::: Entries shown

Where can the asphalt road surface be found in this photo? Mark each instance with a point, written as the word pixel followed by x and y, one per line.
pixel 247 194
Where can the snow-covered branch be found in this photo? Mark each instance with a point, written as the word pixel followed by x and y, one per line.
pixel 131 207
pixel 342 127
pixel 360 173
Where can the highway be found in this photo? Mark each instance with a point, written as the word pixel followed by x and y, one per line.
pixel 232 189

::::::
::: Entries shown

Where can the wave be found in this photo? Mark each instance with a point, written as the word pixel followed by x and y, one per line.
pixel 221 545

::::::
::: Entries shown

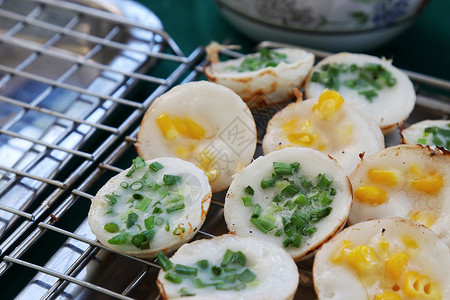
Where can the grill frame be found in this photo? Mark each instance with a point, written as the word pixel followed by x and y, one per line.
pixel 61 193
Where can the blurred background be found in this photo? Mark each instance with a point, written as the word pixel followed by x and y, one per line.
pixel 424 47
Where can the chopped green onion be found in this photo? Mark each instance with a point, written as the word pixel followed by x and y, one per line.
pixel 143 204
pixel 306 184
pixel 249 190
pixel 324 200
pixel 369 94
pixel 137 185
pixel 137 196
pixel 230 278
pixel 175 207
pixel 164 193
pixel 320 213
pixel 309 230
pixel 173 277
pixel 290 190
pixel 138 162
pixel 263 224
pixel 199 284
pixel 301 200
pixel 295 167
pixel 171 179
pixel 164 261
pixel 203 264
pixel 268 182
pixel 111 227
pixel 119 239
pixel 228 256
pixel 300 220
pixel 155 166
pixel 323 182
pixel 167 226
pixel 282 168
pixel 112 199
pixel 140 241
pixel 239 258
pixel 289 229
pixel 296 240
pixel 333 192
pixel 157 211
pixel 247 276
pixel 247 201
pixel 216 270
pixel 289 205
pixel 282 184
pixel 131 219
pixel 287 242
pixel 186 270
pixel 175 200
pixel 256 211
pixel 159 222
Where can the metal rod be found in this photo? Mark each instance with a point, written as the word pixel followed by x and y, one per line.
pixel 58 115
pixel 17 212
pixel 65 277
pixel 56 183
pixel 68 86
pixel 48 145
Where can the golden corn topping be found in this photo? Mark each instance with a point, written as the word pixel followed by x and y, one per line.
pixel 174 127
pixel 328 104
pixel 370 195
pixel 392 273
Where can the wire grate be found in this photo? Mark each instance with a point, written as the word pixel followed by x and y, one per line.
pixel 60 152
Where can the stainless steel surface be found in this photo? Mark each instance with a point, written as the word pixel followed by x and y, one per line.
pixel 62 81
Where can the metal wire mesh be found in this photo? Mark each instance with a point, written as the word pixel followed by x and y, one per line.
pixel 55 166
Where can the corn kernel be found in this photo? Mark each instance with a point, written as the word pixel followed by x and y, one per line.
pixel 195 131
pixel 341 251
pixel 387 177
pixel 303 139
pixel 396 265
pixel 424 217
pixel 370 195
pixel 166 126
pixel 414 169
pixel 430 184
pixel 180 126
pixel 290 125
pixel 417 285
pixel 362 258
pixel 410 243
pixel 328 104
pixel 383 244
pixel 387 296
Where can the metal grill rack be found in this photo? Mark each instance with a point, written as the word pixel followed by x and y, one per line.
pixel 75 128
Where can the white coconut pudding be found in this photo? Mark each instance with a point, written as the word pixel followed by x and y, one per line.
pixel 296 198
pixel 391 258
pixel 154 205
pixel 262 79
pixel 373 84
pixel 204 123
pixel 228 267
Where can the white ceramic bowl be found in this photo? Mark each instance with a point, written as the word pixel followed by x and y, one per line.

::::::

**Task requirements**
Both end lines included, restate word for word the lines above from the line with "Where can the golden" to the line with "Where can the white ceramic", and nothing else.

**Result of this exercise**
Where can the golden corn topping be found in this photo? Mark each instance with a point, written as the word pixel followed by x and y, one per line.
pixel 174 127
pixel 328 104
pixel 370 195
pixel 392 273
Where can the wire grate be found in this photo? Mark each instance with a point, written as the word pixel followed by x and y, one per line.
pixel 60 152
Where can the stainless steel surface be found in this photo? Mark each instance with a point, written as the word pixel followed by x and y, one per line.
pixel 62 81
Where can the metal wire mesh be found in this photo? Mark each instance with a point, written as the word pixel followed by x and y, one per line.
pixel 55 166
Where can the corn kernel be found in this photo? Mark each instance with a point, written as the word pixel followed by x and y, one per line.
pixel 195 131
pixel 341 251
pixel 387 177
pixel 303 139
pixel 396 265
pixel 424 217
pixel 370 195
pixel 166 126
pixel 414 169
pixel 430 184
pixel 180 126
pixel 290 125
pixel 417 285
pixel 362 258
pixel 410 243
pixel 328 104
pixel 383 244
pixel 387 296
Where can the metal grill rack be found in this photo? Mark each instance with a point, written as the word pixel followed by x and y, one per line.
pixel 75 128
Where can the white coconut pudding be found in this photo? Mark each instance with a point, written as the word pixel followed by x and y, one per line.
pixel 296 198
pixel 391 258
pixel 154 205
pixel 262 79
pixel 373 84
pixel 204 123
pixel 228 267
Where can the white ceramic bowl be found in this photo? Mark each instance with a point, written as the word pixel followed by x and y, one per line.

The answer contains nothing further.